_What is being asked_: Reproduce the items below with each occurrence of "every instance" changed to "all instances", leaving all other text unaltered.

_Task data_:

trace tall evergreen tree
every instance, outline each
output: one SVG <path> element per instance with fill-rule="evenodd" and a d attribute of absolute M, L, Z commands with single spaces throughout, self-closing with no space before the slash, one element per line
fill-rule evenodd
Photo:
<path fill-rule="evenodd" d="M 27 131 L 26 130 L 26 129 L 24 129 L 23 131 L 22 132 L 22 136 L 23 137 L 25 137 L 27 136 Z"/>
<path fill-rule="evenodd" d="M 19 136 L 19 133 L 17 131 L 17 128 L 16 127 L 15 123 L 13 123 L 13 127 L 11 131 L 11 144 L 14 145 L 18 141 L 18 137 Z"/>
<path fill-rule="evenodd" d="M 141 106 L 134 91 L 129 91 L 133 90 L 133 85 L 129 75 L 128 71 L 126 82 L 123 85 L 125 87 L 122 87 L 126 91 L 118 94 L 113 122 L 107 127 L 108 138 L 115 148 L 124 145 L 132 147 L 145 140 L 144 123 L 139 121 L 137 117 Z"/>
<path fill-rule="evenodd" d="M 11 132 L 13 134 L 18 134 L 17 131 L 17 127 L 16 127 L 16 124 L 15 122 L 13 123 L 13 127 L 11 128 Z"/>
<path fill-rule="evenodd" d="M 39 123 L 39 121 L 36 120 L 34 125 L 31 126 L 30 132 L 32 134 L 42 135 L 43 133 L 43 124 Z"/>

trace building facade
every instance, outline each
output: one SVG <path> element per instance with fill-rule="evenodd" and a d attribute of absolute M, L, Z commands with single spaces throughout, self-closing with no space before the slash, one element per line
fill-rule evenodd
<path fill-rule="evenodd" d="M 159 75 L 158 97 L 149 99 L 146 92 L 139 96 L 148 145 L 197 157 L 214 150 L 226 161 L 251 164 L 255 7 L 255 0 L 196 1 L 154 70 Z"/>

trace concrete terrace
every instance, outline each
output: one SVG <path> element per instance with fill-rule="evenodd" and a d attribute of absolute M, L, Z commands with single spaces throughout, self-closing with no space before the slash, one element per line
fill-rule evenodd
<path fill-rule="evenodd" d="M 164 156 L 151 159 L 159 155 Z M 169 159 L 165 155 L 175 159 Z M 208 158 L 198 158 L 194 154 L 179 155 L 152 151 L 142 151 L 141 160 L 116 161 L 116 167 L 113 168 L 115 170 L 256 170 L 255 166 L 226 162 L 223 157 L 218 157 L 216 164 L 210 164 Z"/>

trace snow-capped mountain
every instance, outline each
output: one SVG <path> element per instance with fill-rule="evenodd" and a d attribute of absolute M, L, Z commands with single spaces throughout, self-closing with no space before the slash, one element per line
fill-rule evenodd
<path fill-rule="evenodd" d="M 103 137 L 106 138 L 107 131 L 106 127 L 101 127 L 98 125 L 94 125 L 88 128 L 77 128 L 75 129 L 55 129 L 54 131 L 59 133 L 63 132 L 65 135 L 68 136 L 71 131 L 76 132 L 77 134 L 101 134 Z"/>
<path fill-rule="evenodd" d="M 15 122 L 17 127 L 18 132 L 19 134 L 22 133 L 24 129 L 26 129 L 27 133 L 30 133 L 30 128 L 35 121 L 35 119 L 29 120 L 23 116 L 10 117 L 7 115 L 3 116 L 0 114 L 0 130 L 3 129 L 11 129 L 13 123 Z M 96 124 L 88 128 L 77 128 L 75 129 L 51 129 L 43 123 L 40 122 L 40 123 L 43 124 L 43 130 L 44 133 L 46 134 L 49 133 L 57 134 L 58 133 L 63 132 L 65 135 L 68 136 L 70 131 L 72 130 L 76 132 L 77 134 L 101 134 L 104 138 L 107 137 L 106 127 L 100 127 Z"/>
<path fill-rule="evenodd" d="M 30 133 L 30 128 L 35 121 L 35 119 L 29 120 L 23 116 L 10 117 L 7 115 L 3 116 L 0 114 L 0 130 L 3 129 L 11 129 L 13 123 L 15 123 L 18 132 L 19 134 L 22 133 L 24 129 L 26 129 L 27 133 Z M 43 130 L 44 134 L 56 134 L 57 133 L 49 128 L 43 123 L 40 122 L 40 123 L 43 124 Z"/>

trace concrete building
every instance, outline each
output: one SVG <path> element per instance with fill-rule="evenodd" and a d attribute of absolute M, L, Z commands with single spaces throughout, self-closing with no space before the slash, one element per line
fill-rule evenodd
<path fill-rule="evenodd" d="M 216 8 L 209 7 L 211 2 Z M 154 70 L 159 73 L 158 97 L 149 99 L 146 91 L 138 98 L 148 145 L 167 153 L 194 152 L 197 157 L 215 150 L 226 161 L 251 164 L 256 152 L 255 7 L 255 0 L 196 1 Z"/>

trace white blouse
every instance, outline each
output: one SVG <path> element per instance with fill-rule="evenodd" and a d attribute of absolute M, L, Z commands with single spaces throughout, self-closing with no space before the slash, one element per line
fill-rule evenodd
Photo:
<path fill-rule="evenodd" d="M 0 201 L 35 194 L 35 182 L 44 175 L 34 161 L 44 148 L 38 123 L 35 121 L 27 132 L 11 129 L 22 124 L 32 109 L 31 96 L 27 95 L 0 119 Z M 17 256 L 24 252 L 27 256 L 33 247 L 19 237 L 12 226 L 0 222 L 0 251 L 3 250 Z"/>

_Answer below_:
trace tall evergreen tree
all instances, outline each
output: one SVG <path> element per instance with fill-rule="evenodd" and a d attribute of absolute M, L, Z commands with single spaces throughout, self-closing with no space before the slash, one element per line
fill-rule evenodd
Photo:
<path fill-rule="evenodd" d="M 27 131 L 26 130 L 26 129 L 24 129 L 23 131 L 22 132 L 22 136 L 23 137 L 25 137 L 27 136 Z"/>
<path fill-rule="evenodd" d="M 19 136 L 19 133 L 17 131 L 17 128 L 16 127 L 15 123 L 13 123 L 13 127 L 11 131 L 11 144 L 14 145 L 18 141 L 18 137 Z"/>
<path fill-rule="evenodd" d="M 141 106 L 134 91 L 129 91 L 133 90 L 133 85 L 129 75 L 128 71 L 126 82 L 123 85 L 125 87 L 122 87 L 126 91 L 118 94 L 113 122 L 107 127 L 108 138 L 115 148 L 124 145 L 132 147 L 145 140 L 144 123 L 139 121 L 137 117 Z"/>
<path fill-rule="evenodd" d="M 11 132 L 13 134 L 18 134 L 17 131 L 17 127 L 16 127 L 16 124 L 15 122 L 13 123 L 13 127 L 11 128 Z"/>
<path fill-rule="evenodd" d="M 39 123 L 39 121 L 36 120 L 34 125 L 31 126 L 30 132 L 32 134 L 42 135 L 43 133 L 43 124 Z"/>

trace building facade
all instances, outline each
output: one SVG <path> element per instance with fill-rule="evenodd" and a d attribute of absolute M, L, Z commands with single spaces throughout, self-closing with no space before the slash, one element per line
fill-rule evenodd
<path fill-rule="evenodd" d="M 159 75 L 158 97 L 149 99 L 146 92 L 139 96 L 148 145 L 197 157 L 214 150 L 226 161 L 251 164 L 255 7 L 255 0 L 196 1 L 154 70 Z"/>

trace concrete terrace
all instances, outline each
output: one SVG <path> element per instance with fill-rule="evenodd" and a d attribute of absolute M, L, Z commands with single spaces throughout, self-closing with no space before the slash, one element per line
fill-rule evenodd
<path fill-rule="evenodd" d="M 164 156 L 151 159 L 159 155 Z M 169 159 L 165 155 L 175 159 Z M 208 158 L 198 158 L 194 154 L 179 155 L 152 151 L 142 151 L 141 160 L 116 161 L 116 167 L 113 168 L 115 170 L 256 170 L 255 166 L 226 162 L 223 157 L 218 157 L 216 164 L 210 164 Z"/>

trace snow-capped mountain
all instances, outline each
output: one SVG <path> element per instance with fill-rule="evenodd" and a d attribute of absolute M, L, Z commands with single spaces throughout, self-closing with no space before the slash, one element per line
fill-rule evenodd
<path fill-rule="evenodd" d="M 103 137 L 106 138 L 107 131 L 106 127 L 101 127 L 98 125 L 94 125 L 88 128 L 77 128 L 75 129 L 55 129 L 54 131 L 59 133 L 63 132 L 65 135 L 68 136 L 71 131 L 76 132 L 77 134 L 101 134 Z"/>
<path fill-rule="evenodd" d="M 15 122 L 17 127 L 18 132 L 19 134 L 22 133 L 24 129 L 26 129 L 27 133 L 30 133 L 30 128 L 35 121 L 35 119 L 29 120 L 23 116 L 10 117 L 7 115 L 3 116 L 0 114 L 0 130 L 3 129 L 11 129 L 13 123 Z M 96 124 L 88 128 L 77 128 L 75 129 L 51 129 L 43 123 L 40 122 L 40 123 L 43 124 L 43 130 L 44 133 L 46 134 L 49 133 L 57 134 L 58 133 L 63 132 L 65 135 L 68 136 L 70 131 L 72 130 L 76 132 L 77 134 L 101 134 L 104 138 L 107 137 L 106 127 L 100 127 Z"/>
<path fill-rule="evenodd" d="M 30 133 L 30 128 L 35 121 L 35 119 L 29 120 L 23 116 L 10 117 L 7 115 L 3 116 L 0 114 L 0 130 L 3 129 L 11 129 L 13 123 L 15 123 L 18 132 L 19 134 L 22 133 L 24 129 L 26 129 L 27 133 Z M 43 130 L 44 134 L 56 134 L 57 133 L 49 128 L 43 123 L 40 122 L 40 123 L 43 124 Z"/>

trace concrete building
all instances, outline each
output: one SVG <path> element per instance with fill-rule="evenodd" and a d attribute of absolute M, L, Z commands with single spaces throughout, self-closing with no space before the slash, one element per line
fill-rule evenodd
<path fill-rule="evenodd" d="M 216 8 L 209 7 L 211 2 Z M 154 70 L 159 73 L 158 97 L 149 99 L 146 91 L 138 98 L 148 145 L 167 153 L 194 152 L 197 157 L 215 150 L 226 161 L 251 164 L 256 152 L 255 7 L 255 0 L 196 1 Z"/>

trace white blouse
all instances, outline each
output: one SVG <path> element per instance with fill-rule="evenodd" and a d attribute of absolute M, L, Z commands with single spaces throughout, self-closing with no space before the slash, one element per line
fill-rule evenodd
Photo:
<path fill-rule="evenodd" d="M 0 201 L 35 194 L 35 182 L 44 175 L 34 161 L 44 148 L 38 123 L 35 121 L 27 132 L 11 129 L 22 124 L 32 109 L 31 96 L 27 95 L 0 119 Z M 17 256 L 24 252 L 27 256 L 33 247 L 19 237 L 12 226 L 0 222 L 0 251 L 3 250 Z"/>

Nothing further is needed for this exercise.